WHAT IS BEING ASKED: Please pick out every line of the material below that contains the string "balcony" and copy each of those lines.

::::::

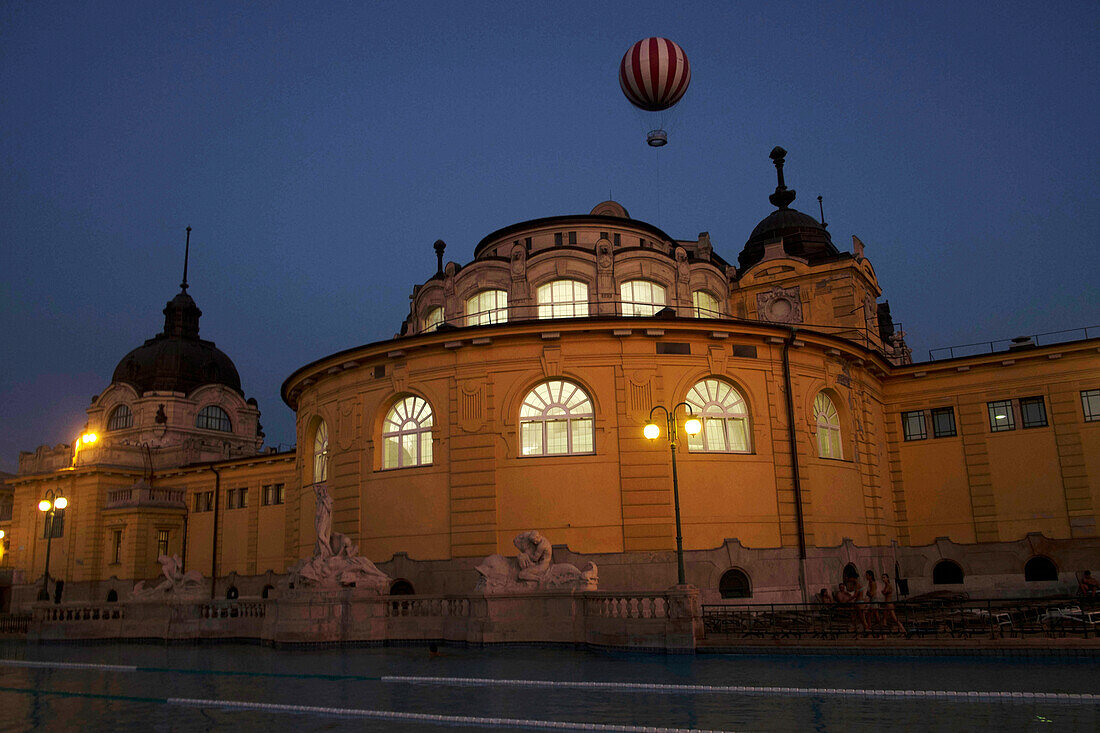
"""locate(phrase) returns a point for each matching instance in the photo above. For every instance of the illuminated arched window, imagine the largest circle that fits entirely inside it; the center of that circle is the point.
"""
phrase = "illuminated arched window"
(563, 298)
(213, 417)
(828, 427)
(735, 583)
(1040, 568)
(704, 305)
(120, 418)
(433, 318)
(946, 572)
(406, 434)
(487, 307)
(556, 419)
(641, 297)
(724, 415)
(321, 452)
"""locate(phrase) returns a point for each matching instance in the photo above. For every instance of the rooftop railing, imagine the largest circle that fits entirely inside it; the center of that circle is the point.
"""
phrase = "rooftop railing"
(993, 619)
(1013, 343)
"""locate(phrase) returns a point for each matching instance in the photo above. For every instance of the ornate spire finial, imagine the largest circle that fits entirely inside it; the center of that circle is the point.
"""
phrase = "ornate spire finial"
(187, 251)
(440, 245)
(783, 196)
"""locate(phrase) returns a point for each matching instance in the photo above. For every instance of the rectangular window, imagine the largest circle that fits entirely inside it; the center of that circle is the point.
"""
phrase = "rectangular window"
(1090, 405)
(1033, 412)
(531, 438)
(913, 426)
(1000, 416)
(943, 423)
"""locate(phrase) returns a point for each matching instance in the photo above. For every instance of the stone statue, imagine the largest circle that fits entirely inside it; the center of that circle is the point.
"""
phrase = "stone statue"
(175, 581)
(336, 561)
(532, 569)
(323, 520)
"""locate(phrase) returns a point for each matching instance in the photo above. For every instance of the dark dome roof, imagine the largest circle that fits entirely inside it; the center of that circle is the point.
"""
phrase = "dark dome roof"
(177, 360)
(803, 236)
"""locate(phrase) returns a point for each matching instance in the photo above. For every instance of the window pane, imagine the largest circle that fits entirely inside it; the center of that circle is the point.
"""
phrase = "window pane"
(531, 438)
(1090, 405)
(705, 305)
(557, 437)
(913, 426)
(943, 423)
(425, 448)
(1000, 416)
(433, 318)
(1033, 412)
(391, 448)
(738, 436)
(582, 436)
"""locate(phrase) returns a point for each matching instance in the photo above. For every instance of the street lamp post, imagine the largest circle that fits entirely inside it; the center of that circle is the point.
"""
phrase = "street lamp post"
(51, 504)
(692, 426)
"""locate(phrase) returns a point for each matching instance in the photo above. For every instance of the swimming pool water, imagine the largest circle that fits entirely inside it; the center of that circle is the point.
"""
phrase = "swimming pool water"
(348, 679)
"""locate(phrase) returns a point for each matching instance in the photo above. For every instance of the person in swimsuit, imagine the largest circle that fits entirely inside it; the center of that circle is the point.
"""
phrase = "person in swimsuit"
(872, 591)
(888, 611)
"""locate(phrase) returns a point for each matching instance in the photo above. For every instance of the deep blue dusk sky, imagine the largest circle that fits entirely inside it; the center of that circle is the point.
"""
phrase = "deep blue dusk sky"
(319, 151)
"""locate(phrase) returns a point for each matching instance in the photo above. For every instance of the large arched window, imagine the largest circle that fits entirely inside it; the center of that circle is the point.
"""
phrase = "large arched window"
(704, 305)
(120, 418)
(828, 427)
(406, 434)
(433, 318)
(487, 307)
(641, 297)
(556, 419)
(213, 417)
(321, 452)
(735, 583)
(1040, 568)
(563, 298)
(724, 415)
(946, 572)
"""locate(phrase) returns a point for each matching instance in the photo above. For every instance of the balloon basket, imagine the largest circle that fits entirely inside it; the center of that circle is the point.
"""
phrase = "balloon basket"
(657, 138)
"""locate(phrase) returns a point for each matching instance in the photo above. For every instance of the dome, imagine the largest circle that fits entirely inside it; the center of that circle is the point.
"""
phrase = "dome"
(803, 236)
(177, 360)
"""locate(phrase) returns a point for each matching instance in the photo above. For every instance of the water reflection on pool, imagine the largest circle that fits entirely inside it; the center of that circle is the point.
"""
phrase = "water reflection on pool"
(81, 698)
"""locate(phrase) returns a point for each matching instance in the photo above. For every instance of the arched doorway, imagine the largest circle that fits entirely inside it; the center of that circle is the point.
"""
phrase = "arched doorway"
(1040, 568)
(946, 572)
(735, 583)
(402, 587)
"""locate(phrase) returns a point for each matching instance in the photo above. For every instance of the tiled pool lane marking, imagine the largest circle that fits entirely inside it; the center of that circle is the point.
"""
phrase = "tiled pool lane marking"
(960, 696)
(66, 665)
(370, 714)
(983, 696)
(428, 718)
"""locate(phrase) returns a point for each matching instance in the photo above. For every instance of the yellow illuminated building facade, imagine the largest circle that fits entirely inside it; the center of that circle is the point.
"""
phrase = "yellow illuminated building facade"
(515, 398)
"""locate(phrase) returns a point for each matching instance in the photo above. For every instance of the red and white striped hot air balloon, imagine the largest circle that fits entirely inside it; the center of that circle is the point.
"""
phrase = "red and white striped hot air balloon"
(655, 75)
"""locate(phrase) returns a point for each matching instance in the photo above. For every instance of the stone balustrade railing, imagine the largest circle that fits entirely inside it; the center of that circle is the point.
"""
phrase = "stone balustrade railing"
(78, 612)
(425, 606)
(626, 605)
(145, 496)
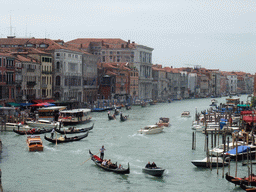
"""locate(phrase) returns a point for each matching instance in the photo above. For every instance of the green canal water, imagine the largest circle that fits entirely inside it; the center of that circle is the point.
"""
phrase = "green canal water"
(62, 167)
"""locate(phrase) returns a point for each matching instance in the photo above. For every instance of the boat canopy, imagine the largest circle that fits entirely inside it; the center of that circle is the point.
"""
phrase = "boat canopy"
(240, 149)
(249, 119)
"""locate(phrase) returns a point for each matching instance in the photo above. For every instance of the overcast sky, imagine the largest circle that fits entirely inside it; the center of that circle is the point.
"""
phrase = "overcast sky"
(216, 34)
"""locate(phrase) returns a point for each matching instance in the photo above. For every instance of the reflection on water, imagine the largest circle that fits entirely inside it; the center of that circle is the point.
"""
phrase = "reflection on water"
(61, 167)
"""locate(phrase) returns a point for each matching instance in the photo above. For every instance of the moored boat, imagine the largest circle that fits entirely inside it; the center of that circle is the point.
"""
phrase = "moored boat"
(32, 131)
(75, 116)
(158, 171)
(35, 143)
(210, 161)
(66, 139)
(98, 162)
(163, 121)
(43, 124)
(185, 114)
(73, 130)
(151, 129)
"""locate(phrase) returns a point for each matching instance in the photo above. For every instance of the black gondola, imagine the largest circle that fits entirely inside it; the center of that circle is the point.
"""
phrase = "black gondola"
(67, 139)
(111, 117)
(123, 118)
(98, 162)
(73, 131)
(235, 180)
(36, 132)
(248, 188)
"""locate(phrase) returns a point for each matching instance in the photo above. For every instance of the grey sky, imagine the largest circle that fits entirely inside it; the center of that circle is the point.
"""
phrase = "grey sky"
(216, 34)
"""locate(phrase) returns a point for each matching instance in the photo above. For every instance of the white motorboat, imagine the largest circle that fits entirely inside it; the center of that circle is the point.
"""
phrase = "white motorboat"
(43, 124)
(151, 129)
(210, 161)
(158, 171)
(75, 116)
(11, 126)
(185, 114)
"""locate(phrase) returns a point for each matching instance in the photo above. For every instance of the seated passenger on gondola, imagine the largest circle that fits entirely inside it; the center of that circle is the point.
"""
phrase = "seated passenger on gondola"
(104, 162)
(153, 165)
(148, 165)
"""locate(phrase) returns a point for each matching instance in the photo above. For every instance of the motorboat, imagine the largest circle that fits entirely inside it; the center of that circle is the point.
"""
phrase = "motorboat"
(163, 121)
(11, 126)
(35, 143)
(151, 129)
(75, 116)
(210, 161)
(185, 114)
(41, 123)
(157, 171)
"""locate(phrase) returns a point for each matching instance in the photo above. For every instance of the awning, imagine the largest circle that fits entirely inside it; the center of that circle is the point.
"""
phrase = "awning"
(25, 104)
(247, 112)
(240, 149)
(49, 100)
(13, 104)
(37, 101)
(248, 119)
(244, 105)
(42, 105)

::::::

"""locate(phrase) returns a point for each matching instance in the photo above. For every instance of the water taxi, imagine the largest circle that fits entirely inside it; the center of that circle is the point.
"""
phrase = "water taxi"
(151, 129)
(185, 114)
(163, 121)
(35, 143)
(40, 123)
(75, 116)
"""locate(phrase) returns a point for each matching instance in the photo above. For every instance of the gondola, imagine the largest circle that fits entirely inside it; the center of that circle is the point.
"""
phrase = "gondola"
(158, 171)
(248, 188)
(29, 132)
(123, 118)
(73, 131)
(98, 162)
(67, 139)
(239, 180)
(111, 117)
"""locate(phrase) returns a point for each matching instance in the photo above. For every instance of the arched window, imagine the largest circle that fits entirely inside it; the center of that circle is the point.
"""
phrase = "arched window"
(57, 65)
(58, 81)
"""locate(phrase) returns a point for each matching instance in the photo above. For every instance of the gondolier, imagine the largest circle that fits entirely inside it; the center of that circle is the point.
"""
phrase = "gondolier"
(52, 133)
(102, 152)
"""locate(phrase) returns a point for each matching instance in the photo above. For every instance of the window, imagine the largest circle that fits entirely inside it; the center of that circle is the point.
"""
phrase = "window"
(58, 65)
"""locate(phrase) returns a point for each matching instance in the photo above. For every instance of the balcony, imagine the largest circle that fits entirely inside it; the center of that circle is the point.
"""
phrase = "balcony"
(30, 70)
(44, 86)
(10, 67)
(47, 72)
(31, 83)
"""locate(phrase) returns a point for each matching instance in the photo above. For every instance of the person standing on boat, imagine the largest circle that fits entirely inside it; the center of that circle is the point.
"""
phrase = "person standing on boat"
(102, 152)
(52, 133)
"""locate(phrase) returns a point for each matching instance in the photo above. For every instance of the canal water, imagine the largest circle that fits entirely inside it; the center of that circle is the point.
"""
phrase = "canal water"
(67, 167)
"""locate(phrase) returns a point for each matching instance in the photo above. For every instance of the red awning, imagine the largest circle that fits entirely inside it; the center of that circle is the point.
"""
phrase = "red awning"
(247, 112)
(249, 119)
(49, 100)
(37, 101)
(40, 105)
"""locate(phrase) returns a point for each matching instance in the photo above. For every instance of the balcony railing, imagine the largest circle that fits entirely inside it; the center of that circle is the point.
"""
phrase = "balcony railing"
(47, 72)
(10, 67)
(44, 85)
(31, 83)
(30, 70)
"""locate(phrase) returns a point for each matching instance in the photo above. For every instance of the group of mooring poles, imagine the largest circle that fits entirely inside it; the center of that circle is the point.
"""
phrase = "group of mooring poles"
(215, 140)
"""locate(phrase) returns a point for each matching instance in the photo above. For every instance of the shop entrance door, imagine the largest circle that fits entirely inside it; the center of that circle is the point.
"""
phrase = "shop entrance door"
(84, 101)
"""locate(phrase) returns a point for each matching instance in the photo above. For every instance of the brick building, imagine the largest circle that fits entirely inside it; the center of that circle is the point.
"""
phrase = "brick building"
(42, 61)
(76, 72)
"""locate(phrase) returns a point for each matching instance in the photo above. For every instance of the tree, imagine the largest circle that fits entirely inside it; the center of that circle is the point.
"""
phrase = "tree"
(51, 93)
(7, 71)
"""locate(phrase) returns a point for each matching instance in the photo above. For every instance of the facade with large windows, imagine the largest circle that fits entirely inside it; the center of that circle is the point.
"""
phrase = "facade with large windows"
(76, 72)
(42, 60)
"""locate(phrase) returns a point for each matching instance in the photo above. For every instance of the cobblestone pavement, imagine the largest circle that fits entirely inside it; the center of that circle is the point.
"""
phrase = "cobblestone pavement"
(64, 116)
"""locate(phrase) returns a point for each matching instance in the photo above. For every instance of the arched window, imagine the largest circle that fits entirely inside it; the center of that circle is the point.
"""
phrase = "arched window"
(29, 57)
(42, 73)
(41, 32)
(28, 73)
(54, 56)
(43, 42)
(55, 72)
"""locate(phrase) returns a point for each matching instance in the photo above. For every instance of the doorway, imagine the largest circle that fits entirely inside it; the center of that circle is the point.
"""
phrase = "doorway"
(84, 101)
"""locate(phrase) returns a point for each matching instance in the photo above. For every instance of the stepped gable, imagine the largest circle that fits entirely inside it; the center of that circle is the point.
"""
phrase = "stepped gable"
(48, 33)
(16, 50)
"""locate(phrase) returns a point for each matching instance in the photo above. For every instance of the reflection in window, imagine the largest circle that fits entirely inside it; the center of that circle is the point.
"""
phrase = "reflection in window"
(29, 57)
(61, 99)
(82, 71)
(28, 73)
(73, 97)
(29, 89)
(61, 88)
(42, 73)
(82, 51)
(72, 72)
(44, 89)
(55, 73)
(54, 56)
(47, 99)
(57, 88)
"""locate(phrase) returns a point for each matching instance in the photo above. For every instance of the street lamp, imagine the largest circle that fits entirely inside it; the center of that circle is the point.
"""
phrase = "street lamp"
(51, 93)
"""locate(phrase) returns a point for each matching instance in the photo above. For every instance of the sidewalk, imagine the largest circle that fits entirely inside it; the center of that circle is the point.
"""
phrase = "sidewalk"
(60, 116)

::::::

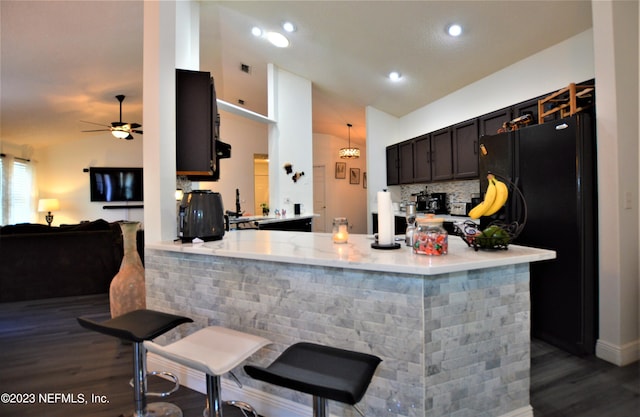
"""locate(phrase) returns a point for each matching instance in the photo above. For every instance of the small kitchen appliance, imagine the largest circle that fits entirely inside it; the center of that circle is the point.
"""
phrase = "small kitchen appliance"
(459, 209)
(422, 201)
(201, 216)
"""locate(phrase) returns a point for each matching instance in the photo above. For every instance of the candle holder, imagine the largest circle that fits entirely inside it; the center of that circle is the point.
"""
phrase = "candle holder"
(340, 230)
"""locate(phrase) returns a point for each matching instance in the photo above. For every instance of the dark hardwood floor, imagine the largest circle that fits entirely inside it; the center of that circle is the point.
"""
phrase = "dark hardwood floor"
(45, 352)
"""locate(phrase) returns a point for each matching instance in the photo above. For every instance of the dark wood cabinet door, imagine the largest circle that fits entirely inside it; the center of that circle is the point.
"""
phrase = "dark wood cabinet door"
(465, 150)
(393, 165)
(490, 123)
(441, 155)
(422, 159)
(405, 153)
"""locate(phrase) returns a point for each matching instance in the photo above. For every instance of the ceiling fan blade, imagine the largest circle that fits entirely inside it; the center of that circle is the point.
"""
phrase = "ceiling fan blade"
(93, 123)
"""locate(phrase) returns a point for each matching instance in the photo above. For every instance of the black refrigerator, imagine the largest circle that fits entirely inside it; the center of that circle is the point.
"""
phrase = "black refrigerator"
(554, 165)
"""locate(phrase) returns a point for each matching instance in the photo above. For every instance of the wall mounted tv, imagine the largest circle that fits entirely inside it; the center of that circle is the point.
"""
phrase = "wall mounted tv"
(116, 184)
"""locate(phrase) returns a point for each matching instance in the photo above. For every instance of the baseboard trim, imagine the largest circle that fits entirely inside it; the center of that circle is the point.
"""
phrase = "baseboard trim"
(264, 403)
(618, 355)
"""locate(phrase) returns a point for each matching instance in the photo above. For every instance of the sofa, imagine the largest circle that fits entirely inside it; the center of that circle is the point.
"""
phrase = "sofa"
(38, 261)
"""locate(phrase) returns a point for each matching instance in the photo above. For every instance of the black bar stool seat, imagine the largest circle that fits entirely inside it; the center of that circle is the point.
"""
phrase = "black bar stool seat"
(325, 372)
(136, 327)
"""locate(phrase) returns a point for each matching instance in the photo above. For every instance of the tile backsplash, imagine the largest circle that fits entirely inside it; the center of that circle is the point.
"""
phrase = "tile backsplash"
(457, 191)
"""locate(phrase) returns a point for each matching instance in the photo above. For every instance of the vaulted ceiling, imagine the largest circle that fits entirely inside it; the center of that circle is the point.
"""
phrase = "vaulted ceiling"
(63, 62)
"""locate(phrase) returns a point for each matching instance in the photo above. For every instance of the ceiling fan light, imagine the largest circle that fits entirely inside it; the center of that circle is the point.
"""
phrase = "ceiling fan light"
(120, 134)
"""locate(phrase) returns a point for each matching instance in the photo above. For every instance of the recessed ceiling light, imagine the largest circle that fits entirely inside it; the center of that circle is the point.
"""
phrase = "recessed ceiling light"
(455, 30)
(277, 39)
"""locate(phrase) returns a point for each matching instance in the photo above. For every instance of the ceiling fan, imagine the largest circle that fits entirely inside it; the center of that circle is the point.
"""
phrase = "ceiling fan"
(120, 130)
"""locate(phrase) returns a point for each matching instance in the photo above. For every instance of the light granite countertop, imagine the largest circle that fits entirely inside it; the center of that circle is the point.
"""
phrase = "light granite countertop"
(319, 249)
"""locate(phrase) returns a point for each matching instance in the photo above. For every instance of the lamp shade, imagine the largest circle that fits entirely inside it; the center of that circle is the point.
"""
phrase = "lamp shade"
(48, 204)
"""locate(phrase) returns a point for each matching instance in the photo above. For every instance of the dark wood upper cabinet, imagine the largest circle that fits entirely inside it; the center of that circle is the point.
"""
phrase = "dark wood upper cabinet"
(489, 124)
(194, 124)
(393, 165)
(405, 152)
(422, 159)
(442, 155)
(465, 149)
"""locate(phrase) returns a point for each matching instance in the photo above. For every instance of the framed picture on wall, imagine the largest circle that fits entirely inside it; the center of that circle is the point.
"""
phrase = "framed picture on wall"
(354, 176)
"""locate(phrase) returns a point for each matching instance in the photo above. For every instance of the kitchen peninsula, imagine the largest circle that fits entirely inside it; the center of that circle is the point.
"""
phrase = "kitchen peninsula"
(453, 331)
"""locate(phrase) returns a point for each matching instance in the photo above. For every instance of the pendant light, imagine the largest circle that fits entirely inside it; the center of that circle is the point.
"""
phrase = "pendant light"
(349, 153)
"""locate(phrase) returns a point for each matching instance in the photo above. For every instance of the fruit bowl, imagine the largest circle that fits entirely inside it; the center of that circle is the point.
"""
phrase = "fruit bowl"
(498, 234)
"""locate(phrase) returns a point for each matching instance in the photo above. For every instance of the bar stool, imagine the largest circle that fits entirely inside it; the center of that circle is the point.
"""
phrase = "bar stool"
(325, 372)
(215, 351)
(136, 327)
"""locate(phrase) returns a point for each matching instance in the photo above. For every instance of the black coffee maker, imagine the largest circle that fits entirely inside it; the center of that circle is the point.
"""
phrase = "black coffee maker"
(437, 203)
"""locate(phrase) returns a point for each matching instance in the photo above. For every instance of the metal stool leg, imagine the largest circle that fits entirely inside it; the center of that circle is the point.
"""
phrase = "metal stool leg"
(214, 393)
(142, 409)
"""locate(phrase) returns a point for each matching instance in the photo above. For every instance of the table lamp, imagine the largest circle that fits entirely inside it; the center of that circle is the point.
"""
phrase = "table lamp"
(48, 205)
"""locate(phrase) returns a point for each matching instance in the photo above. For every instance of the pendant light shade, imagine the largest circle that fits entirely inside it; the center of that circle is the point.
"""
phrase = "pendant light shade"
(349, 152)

::::::

ANSWER TO THE TASK:
"""locate(phrase) returns a point for each matching instance in the photo above. For every instance of the balcony, imagine the largest circle that fits entirely inside it; the center of that circle is the point.
phrase = "balcony"
"""locate(phrase) returns a point for each matching instance in the photo above. For every instance of the balcony railing, imagine the largest circle that fits entirely inside it; the center of that circle is the point.
phrase = "balcony railing"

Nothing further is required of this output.